Trees for the Future continues to aid beneficiaries despite distancing challenges
Silver Spring, MD (May 7, 2020) – In an ongoing effort to prioritize staff and beneficiary health, nonprofit Trees for the Future is implementing remote communication systems to provide safe, effective training and alerts to program participants.
Trees for the Future (TREES) provides regenerative agroforestry training and education to smallholder farmers in the developing world. TREES is currently requiring all staff to work from home, but communication and training has not ceased, despite the challenges.
“Our model and approach requires a lot of hands on training, we meet with farmers to teach them how to rethink the way they farm so that they can ultimately lift themselves out of hunger and poverty,” says Executive Director John Leary. “Social distancing and self isolation are necessary, but we had to quickly think through how we could follow these safety guidelines and still get farmers the information and training they need to not only be successful, but become more resilient in the face of global crises like this.”

• _Try it_
Transcribe the stretch of the Trees for the Future news release from "Trees for the Future continues" through "despite the challenges.", keeping every word and punctuation mark unchanged.

• _Study material_
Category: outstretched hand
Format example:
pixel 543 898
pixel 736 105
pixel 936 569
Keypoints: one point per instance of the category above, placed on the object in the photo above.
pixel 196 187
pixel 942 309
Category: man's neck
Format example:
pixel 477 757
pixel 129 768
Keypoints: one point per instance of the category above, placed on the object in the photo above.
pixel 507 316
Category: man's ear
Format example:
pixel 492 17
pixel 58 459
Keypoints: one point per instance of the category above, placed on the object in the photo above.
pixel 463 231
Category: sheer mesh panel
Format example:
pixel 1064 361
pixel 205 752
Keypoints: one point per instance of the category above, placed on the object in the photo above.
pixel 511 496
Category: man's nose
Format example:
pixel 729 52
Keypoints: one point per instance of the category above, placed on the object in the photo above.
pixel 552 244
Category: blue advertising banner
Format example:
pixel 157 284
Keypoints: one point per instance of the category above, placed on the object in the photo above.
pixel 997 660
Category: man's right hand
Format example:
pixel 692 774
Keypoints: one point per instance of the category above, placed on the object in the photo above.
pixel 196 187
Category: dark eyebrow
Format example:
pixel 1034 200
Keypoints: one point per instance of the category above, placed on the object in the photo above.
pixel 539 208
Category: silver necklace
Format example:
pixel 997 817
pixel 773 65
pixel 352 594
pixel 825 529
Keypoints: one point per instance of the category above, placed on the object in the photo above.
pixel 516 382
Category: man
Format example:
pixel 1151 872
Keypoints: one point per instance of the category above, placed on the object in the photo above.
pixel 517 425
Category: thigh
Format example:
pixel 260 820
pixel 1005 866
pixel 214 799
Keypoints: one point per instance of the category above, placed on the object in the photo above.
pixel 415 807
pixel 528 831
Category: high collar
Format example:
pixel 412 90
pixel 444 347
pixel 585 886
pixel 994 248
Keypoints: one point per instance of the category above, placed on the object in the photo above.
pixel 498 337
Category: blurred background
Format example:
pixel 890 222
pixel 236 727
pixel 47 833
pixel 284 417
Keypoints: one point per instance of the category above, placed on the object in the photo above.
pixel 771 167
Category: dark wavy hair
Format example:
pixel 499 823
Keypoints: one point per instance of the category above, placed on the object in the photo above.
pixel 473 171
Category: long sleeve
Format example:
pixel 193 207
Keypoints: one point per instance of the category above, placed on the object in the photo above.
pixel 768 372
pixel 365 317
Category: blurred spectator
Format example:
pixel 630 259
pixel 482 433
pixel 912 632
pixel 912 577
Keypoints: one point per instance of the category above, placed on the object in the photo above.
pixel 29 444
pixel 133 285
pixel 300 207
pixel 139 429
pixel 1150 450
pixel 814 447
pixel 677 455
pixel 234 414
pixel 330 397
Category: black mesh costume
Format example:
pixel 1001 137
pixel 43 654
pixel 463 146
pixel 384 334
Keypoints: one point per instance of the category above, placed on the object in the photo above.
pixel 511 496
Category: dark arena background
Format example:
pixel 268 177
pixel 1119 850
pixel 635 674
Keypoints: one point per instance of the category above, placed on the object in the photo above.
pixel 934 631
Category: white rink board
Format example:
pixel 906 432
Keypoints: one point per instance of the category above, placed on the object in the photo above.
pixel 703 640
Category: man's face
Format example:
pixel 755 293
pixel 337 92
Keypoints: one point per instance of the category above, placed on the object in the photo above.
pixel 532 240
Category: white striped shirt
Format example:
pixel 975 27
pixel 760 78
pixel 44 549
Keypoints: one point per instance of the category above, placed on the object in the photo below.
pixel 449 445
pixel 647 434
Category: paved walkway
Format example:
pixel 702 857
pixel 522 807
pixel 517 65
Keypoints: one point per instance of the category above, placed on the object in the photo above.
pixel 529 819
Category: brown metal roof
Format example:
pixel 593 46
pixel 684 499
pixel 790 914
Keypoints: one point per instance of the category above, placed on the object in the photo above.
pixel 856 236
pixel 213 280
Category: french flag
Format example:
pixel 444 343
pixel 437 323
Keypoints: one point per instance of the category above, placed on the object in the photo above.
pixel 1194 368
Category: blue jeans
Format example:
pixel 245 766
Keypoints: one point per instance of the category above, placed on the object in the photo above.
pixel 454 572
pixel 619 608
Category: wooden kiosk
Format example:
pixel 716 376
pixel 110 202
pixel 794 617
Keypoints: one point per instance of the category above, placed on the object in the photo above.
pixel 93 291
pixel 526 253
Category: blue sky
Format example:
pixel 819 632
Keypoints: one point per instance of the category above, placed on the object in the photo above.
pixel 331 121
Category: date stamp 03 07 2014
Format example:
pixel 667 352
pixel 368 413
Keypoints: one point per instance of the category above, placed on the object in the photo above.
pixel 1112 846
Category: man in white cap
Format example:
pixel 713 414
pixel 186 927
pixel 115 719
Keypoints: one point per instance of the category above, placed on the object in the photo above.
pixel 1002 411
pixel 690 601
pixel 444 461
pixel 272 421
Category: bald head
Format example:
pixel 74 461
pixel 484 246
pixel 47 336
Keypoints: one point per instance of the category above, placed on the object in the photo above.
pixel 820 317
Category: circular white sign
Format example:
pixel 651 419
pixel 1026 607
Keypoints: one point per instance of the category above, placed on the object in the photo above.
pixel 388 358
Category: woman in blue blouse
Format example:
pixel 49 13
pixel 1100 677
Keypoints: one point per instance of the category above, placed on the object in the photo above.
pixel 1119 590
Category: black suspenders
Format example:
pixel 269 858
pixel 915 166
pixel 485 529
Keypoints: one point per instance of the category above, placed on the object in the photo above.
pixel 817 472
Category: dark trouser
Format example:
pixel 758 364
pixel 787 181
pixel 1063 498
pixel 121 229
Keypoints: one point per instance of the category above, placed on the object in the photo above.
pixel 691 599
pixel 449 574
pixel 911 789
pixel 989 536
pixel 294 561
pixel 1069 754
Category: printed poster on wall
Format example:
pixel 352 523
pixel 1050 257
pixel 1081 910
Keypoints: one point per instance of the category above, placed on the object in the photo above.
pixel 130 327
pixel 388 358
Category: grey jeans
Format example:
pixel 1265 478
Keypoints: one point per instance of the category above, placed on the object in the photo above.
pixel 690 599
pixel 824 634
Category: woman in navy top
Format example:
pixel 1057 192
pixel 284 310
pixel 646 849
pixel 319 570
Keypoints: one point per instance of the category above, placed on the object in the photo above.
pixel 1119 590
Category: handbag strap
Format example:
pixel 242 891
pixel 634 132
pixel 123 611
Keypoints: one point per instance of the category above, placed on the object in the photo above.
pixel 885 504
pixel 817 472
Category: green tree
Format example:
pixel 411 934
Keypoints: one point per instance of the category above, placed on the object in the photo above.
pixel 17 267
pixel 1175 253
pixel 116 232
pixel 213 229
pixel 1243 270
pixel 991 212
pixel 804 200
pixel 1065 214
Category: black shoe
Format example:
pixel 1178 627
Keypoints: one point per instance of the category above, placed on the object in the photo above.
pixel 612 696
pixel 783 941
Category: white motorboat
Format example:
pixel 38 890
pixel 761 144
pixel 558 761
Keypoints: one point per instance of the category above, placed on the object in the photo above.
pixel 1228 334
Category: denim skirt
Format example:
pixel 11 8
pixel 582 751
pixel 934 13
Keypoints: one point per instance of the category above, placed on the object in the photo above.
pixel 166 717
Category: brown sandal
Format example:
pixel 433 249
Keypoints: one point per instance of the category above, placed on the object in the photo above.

• _Solved problem_
Trees for the Future continues to aid beneficiaries despite distancing challenges
Silver Spring, MD (May 7, 2020) – In an ongoing effort to prioritize staff and beneficiary health, nonprofit Trees for the Future is implementing remote communication systems to provide safe, effective training and alerts to program participants.
Trees for the Future (TREES) provides regenerative agroforestry training and education to smallholder farmers in the developing world. TREES is currently requiring all staff to work from home, but communication and training has not ceased, despite the challenges.